Another classification of AFDD techniques considers the nature of the data analysis model used and provides two categories of multivariate statistical analysis and artificial intelligence (AI) methods. While principal component analysis (PCA) is the classical example of multivariate statistical analysis, artificial neural network (ANN) is a typical example of AI-based methods [41].
In summary, the above classifications show how terminology tends to vary among researchers and practitioners. Care should be taken as previous studies have used more than one classification scheme for the available methods. There exists no hard classification, and several AFDD models might lie in an intersection of various classes. Hence, the modeling approaches are not necessarily mutually exclusive and often can be a combination of one or more methods. The present study is dedicated to knowledge discovery from data-driven methods, i.e., bottom-up approaches and algorithms used by them. In the process of selecting relevant studies, we used ASHRAE’s recommendations [31] to verify whether a model is data-driven. This was to overcome the literature discrepancies regarding the classification and categories of FDD methods.

2.2. Data-Driven FDD Algorithms Based on Machine Learning Approach

The AFDD techniques reviewed in the literature are broadly grouped and categorized into supervised and unsupervised learning. This study also covers more general algorithms, such as Bayesian network (BN) and ARM algorithms, which may not traditionally fit in any of these two broad categories. Most of the reviewed studies implementing AFDD are supervised methods and treat the FDD as essentially a classification problem. Unsupervised methods are mainly adopted in the pre-processing phase or are used for fault detection through clustering.
Figure 2 shows the machine learning algorithms for FDD based on learning type. SVM (support vector machine), decision tree, and regression methods are grouped into supervised, and dimensionality reduction techniques, instance-based classification and clustering belong to the unsupervised category. However, ANN/deep learning, ensemble learning, Bayesian networks, and ARM in the literature have used both supervised and unsupervised methods. Bayesian methods are used where event information is required to be included in the models. The events describe the states of discrete or continuous variables, such as a room being occupied or not by its occupants or considering the HVAC operation schedule, respectively. In hybrid methods, the machine learning approach for fault detection and diagnostics are different from one another. The algorithms are defined as they have appeared in the literature and are explained below.
AFDD, based on supervised learning, approaches the problem as a classification task. SVM is the most common FDD method of this type, used at the sub-system level. It is used for binary classification problems to separate faulty from normal data. This method finds a hyperplane in the high-dimensional feature space to separate the two types of data. The other variant, multi-class SVM, is used when more than two fault classes exist [42]. Regression methods used in the AFDD literature for HVAC are commonly used in combination with other modeling techniques for fault detection purposes. Regression is often coupled with other methods and uses thresholds to determine faults in HVAC. Instance-based classification compares new problem instances with instances seen in the training set. K-nearest neighbor (k-NN) is a typical example of an instance-based classifier. Instance-based classification is the least-used method in the literature and has been used to identify a single type of fault or binary faults in the HVAC system.

* * *

Work to complete:
A - Swap "pre-processing phase" for "data preparation phase" in the passage on fault detection methods, and give back everything from "The AFDD techniques" down to "detection through clustering.".
B - According to the passage on fault detection methods, which supervised method is the most common for FDD?
C - Carry on the passage on fault detection methods, starting right after its last sentence.

Collected data:
* * *

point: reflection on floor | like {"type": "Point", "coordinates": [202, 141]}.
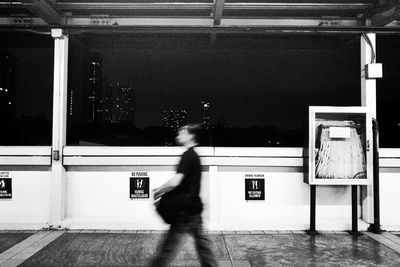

* * *

Results of the exercise:
A -
The AFDD techniques reviewed in the literature are broadly grouped and categorized into supervised and unsupervised learning. This study also covers more general algorithms, such as Bayesian network (BN) and ARM algorithms, which may not traditionally fit in any of these two broad categories. Most of the reviewed studies implementing AFDD are supervised methods and treat the FDD as essentially a classification problem. Unsupervised methods are mainly adopted in the data preparation phase or are used for fault detection through clustering.

B - SVM (support vector machine)

C -
Unsupervised learning, including dimensionality reduction, instance-based classification, and clustering, are used when the classes of faults are not known. Dimensionality reduction methods such as PCA, Fisher discriminant analysis (FDA), and linear discriminant analysis (LDA) are used in this category. In PCA, which is the most commonly used unsupervised learning method, raw data are decomposed into two subspaces: the principal component subspace and residual subspace. The principal component data capture the main normal statistical correlations, and the residual data quantify the main variances to detect faults [36]. In clustering, two or more clusters are identified that separate normal from faulty data.
While most applications of the deep learning methods in the energy field are in load and power prediction, ANN/DL (deep learning) has also been extensively used for FDD of HVAC. On the other hand, ensemble methods utilize multiple learning algorithms to achieve better predictive performance than the same algorithms separately. Most of the algorithms in ensemble learning can be considered weak learners. Therefore, ensemble learning integrates multiple weak learners to create an improved FDD method.
Bayesian networks (BN) use graph theory and probability theory to perform data analysis and are preferred for their reasoning ability. In the reviewed literature, it was evident that BN is mostly used in system-level studies to detect and diagnose HVAC faults and support literature analysis results found for the type of HVAC used [43]. BN’s distinct advantage is the ability to identify the causes and sort them from the most to the least probable, which can be used to prioritize inspection and maintenance [39]. Association rule mining (ARM) intends to identify a set of latent associations among attributes of a dataset and express them in the form of if-then rules. Both unsupervised algorithms and supervised learning algorithms are used in the literature for this purpose.
Last but not least, there are studies in the literature which utilize different machine learning algorithms rather for detection than the diagnosis of faults, where for fault detection, the algorithm can be either supervised or unsupervised, and for fault diagnosis, it can utilize the same or a different algorithm which can be either supervised or unsupervised. In the present paper, we classify such studies as ‘hybrid methods’. It is worth mentioning that in the AFDD literature, the term hybrid is used for a variety of purposes, such as for the algorithms combining both supervised and unsupervised learning [26] and must not be confused with what are referred to as hybrid methods in this paper.

3. Methodology of the Study

The high-level methodology of this study is as illustrated in Figure 3 and consists of a systematic approach for collection, analysis and synthesis of academic studies related to AFDD. The scoped literature included ‘data-driven’ studies (as defined earlier) between the years 2015 and 2021. Major knowledge repositories, including Scopus, Web of Science, and Google scholar were targeted for data collection. The criteria for initial screening of studies to be included in the analysis were to have indicated (i) a complete list of features being used, (ii) the faults being considered, and (iii) data-driven fault detection or both fault detection and diagnostics techniques being developed. Focusing on both features and analysis methods is instrumental for this research, since the aim is to provide the big picture of data requirements and analysis for AFDD of the HVAC systems.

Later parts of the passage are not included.